(Point-based annotation data)
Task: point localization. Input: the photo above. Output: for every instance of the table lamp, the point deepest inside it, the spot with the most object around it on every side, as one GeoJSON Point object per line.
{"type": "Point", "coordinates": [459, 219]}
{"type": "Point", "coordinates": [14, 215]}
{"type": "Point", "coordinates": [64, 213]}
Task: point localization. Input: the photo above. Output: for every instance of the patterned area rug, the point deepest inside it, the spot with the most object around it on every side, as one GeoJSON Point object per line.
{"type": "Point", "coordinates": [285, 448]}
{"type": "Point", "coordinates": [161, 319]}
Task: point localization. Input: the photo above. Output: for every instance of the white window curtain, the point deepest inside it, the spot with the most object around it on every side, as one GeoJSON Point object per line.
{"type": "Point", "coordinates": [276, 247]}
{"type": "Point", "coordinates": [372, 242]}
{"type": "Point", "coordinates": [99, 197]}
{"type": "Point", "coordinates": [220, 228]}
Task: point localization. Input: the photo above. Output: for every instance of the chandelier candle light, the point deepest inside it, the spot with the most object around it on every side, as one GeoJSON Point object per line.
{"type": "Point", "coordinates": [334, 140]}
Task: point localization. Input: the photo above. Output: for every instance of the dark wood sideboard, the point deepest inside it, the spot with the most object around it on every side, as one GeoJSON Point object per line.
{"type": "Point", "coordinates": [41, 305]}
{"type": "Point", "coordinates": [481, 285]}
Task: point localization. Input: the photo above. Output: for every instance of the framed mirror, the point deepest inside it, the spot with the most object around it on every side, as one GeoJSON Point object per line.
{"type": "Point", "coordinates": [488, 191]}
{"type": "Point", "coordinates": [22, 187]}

* * *

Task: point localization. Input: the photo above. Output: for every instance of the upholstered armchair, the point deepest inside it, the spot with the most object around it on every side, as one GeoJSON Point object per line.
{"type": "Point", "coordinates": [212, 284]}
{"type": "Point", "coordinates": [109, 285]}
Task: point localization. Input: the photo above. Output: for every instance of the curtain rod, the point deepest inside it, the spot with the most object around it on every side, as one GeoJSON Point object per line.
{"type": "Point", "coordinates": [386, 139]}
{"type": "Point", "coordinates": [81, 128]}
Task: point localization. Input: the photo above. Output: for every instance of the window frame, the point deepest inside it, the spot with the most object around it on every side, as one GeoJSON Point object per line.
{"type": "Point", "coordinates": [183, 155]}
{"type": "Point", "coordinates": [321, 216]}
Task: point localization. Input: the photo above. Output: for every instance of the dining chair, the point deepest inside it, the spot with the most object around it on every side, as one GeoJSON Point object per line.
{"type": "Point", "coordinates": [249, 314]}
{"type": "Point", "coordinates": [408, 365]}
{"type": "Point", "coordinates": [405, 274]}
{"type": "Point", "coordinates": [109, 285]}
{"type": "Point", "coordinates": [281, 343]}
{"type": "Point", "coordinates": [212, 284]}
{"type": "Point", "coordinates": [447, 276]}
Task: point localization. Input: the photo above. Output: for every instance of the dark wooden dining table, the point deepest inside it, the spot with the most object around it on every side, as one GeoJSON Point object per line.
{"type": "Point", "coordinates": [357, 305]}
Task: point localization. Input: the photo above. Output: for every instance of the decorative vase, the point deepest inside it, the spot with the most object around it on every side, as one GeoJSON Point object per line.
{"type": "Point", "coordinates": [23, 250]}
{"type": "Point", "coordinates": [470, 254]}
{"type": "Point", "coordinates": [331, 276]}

--

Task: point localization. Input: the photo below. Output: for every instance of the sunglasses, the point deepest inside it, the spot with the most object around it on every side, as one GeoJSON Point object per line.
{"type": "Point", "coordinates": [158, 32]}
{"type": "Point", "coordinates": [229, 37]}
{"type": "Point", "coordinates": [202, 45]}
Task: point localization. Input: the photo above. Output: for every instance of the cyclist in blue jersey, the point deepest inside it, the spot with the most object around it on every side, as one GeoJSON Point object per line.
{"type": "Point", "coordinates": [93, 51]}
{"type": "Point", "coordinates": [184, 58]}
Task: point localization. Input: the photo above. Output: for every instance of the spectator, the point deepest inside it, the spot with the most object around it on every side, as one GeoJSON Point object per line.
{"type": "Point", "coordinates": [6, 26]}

_WRITTEN TASK:_ Pick out each line in the items above that contains the word "window", and copy those lines in full. Only matches with the same upper- and lowercase letters count.

_RESPONSE TO THIS EXERCISE:_
Task: point localization. Input: the photo above. Output: for every instance of the white window curtain, the point deepest inside it, the spot with the most object around it on every side, as one GeoJSON Point object per line.
Task: point localization. Input: the photo above. Output: for every instance of the window frame, the point deepest inside it, the spot with the most object around it on every side, as one GeoJSON Point object per line.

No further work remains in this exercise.